-- Task instructions --
**A)** In the post introducing explainerdashboard, why is it hard to build a dashboard from the shap library's own plots?
**B)** Continue the post introducing explainerdashboard from where it stops.

-- Document section --

========================

Black Lives Matter. Please consider donating to Black Girls Code today.
Learn about the upcoming Dash Enterprise 4.0 release in the August 5th webinar with Chris Parmer, the Inventor of Dash.

Show&Tell: Interactively explain your ML models with explainerdashboard & shap

explainerdashboard

I’d like to share something I’ve been working on lately: a new library to
automatically generate interactive dash apps to explore the inner workings
of machine learning models, called explainerdashboard.

You can build and launch an interactive dashboard to explore the workings
of a fitted machine learning model with a single line of code:

ExplainerDashboard(ClassifierExplainer(RandomForestClassifier().fit(X_train, y_train), X_test, y_test)).run()

Adding a few more lines you can add some functionality and control e.g. over which
tabs are displayed in the dashboard, and on which port it is run:

from sklearn.ensemble import RandomForestClassifier

from explainerdashboard.explainers import *
from explainerdashboard.dashboards import *
from explainerdashboard.datasets import *

X_train, y_train, X_test, y_test = titanic_survive()
train_names, test_names = titanic_names()

model = RandomForestClassifier(n_estimators=50, max_depth=5)
model.fit(X_train, y_train)

explainer = RandomForestClassifierExplainer(model, X_test, y_test, 
                                cats=['Sex', 'Deck', 'Embarked'],
                                idxs=test_names, 
                                labels=['Not survived', 'Survived'])

db = ExplainerDashboard(explainer, "Titanic Explainer",
                        model_summary=True,  
                        contributions=True,
                        shap_dependence=True,
                        shap_interaction=False, # switch off individual tabs
                        decision_trees=True)
db.run(port=8051)

The above example is deployed on heroku at titanicexplainer.herokuapp.com.

Installation

The githup repo can be found at https://github.com/oegedijk/explainerdashboard.

You can install the package through pip:

pip install explainerdashboard

Background

The idea behind the package is that with the awesome shap library, it is now
quite straightforward to explain the predictions of so-called “black box” machine
learning models, but it is still quite some interactive manual data science gruntwork
to actually explore the model. The shap library comes with its own plots, but
these are not plotly based so not so easy to build a dashboard out of them.

So I reimplemented all of the shap graphs in plotly, added some additional
functionality (pdp graphs, permutation importances, individual decision tree analysis,
classification and regression plots, etc), and wrapped them all in convenient
classes that handle all of the complexity behind the scenes.

The idea was to make the library as modular as possible so that it would be easy
to build your own dashboards on top of the primitives. But it also comes with
a built-in default dashboard.

So with this library it should be easy to:

  1. As a data scientist quickly explore your model to understand what it’s doing.

========================

-- Stored records --
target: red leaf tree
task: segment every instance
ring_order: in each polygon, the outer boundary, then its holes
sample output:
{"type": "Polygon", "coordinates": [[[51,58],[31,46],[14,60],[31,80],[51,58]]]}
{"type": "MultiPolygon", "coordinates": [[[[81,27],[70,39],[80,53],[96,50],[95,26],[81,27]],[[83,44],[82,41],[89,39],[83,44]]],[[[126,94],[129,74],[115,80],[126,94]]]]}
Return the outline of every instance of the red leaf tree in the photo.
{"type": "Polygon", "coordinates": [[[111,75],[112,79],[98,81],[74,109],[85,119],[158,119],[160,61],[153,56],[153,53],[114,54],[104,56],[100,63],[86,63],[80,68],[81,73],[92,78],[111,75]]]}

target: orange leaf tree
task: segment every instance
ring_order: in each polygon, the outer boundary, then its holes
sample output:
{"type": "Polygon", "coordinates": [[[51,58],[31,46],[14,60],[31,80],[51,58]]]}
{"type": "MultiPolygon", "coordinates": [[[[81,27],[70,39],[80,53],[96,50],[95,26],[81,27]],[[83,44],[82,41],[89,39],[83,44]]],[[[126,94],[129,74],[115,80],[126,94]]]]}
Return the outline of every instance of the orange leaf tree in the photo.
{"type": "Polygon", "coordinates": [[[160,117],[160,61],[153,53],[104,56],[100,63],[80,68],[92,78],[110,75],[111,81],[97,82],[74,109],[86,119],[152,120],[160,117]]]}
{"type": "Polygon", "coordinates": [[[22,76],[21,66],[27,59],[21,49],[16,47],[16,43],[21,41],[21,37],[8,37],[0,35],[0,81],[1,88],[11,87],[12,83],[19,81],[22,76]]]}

========================

-- Final results --
**A)** They are not plotly based.

**B)**
  2. Allow non-technical stakeholders to explore your model. Either to make sure
    there are no problematic features, or in order to understand what the model bases
    its decisions on, so they can know for example when to overrule the model.
  3. Explain individual predictions to people affected by your model, and answer
    “what if” questions.

Implementation

You first wrap your model in an Explainer object that (lazily) calculates
shap values, permutation importances, partial dependences, shadowtrees, etc.

You can use this Explainer object to interactively query for plots, e.g.:

explainer = ClassifierExplainer(model, X_test, y_test)

explainer.plot_shap_dependence('Age')
explainer.plot_confusion_matrix(cutoff=0.6, normalized=True)
explainer.plot_importances(cats=True)
explainer.plot_pdp('PassengerClass', index=0)

You can then pass this explainer object to an ExplainerDashboard instance
to launch your dashboard. The callbacks in the dash app are quite straightforward
since basically all the logic is already encapsulated by the Explainer object.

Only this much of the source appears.